[Required action]: Output the data unchanged and complete, minus the images.

[Provided records]:
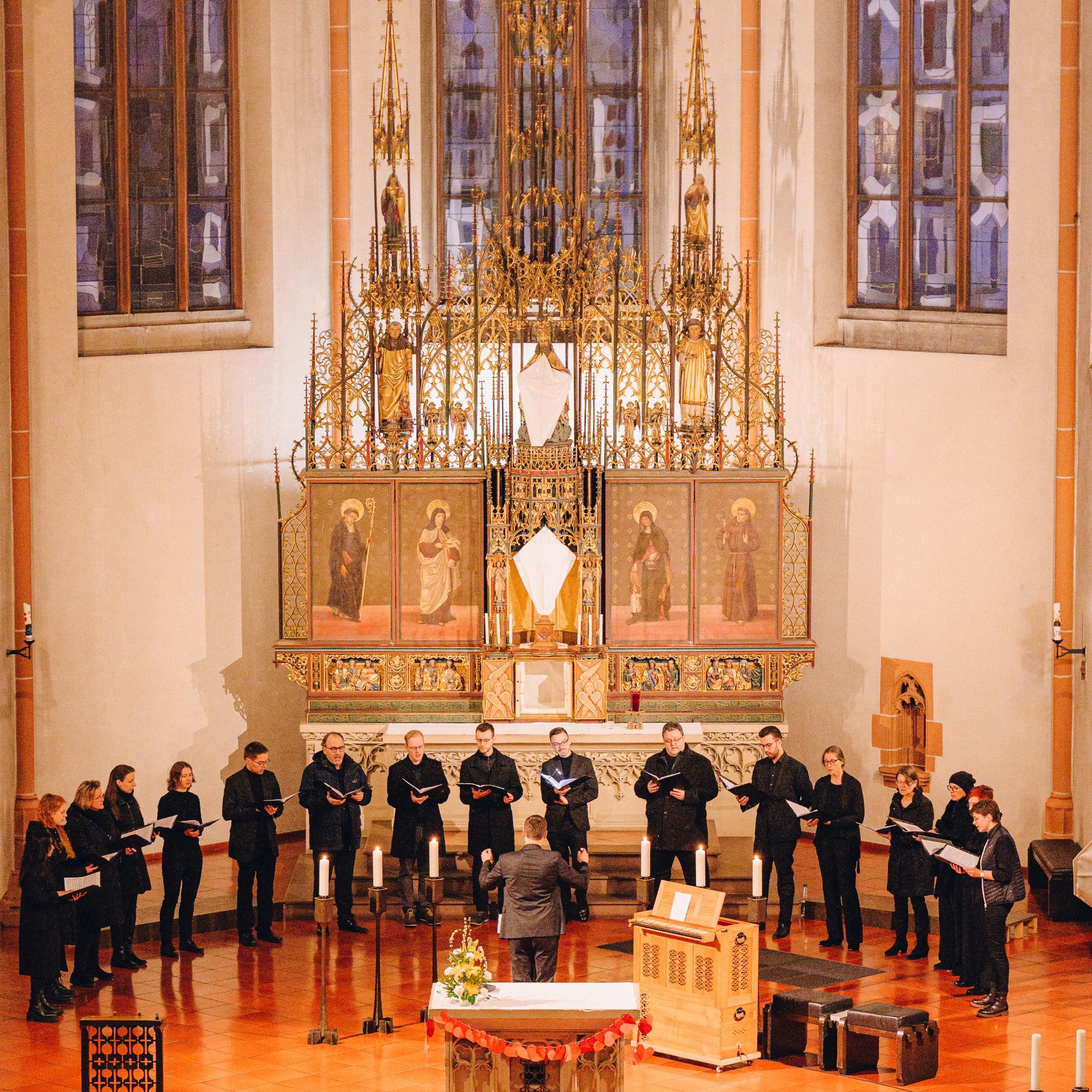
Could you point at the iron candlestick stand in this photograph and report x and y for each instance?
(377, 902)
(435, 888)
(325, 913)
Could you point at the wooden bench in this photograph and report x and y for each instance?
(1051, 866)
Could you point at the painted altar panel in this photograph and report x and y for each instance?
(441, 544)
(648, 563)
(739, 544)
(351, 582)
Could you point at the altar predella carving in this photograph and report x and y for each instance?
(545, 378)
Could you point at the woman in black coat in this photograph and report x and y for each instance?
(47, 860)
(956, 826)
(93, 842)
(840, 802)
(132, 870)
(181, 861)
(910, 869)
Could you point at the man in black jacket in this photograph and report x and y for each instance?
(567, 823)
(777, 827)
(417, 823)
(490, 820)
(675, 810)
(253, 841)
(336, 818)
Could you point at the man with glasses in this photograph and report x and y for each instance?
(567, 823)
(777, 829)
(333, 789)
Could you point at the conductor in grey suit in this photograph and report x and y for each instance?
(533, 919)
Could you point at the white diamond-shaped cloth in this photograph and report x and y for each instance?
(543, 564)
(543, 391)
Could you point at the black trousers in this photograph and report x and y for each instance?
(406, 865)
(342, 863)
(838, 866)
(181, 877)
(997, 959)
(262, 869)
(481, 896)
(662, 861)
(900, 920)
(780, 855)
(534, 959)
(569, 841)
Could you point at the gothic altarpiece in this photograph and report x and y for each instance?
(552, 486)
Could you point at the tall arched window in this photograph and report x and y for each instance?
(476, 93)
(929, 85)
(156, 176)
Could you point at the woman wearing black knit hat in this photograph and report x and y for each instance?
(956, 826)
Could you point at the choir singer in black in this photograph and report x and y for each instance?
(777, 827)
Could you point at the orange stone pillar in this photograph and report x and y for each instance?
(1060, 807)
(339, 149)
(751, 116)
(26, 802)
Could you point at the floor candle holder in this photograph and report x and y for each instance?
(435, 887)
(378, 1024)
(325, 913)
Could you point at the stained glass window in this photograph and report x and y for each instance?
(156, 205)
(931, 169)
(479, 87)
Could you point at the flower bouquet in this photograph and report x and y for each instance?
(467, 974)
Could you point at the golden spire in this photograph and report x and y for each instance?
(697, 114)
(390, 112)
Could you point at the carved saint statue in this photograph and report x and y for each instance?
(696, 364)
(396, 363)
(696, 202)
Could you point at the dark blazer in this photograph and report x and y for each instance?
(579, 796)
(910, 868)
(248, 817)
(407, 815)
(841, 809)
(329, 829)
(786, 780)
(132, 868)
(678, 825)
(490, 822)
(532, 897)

[Result]:
Could you point at the iron candlestick stand in this photograph and report x and y for each instance?
(377, 902)
(435, 888)
(325, 913)
Could you point at the wooden bench in this photograph and report x and y for each instance?
(1051, 866)
Could you point at the painted altar panel in this photograph and report x and y for each instance?
(441, 544)
(648, 563)
(739, 544)
(351, 582)
Could you point at the altar predella carving in this photograph and report x and y for each instance?
(545, 378)
Could you point at the woman in black coat in this photograph and report x and y for each instance?
(47, 860)
(956, 826)
(93, 842)
(840, 802)
(132, 870)
(181, 861)
(910, 869)
Could you point at the man in black jacket in this photograph and report x and y for each instance?
(567, 823)
(777, 827)
(417, 823)
(490, 820)
(675, 810)
(253, 841)
(336, 818)
Could you point at the man with glasses in this photograph and report x and y for each instance?
(567, 823)
(777, 829)
(333, 789)
Could you point at the conductor in grey suit in this photograph and report x and y for each instance?
(533, 919)
Could you point at the white diamond-shaped cloth in this photograph and report x and y for each instance?
(543, 564)
(543, 391)
Could you point at the black trousers in this photograph and report x and y for each instance?
(406, 865)
(342, 863)
(838, 866)
(181, 877)
(997, 959)
(262, 869)
(481, 896)
(662, 861)
(900, 920)
(780, 855)
(534, 959)
(569, 841)
Could you point at the gothic altarpiece in this photograph and report x and y for each instance?
(552, 486)
Could you point at the tall arched window in this photograph and report x and y for each instance?
(476, 93)
(929, 85)
(156, 176)
Could you point at the woman wearing black knit hat in this photograph and report x and y for each instance?
(956, 826)
Could you point at the choir singer in black in this photograph and report x and y for each instance?
(777, 827)
Could you point at the orange stone pillar in this photograph and report x and y for each instance?
(1060, 807)
(339, 149)
(751, 116)
(26, 802)
Could you point at the floor candle holder in this photograph and report x and y for each instance?
(435, 887)
(378, 1024)
(325, 913)
Could you point at the stained glass window in this photograph and report x and y for each instance?
(156, 205)
(931, 169)
(479, 87)
Could you point at the flower bouquet in this photograph and report x and y for each instance?
(467, 974)
Could you point at the golden spire in this photograph and report x and y for each instance?
(697, 114)
(390, 112)
Could you point at the carved saint statue in this photograph and report x and y for each instance?
(696, 364)
(396, 363)
(696, 202)
Could you point at the dark blazer in this photograph and report x and y for each instance?
(579, 796)
(910, 868)
(248, 817)
(407, 815)
(841, 809)
(329, 829)
(786, 780)
(132, 868)
(678, 825)
(490, 822)
(532, 897)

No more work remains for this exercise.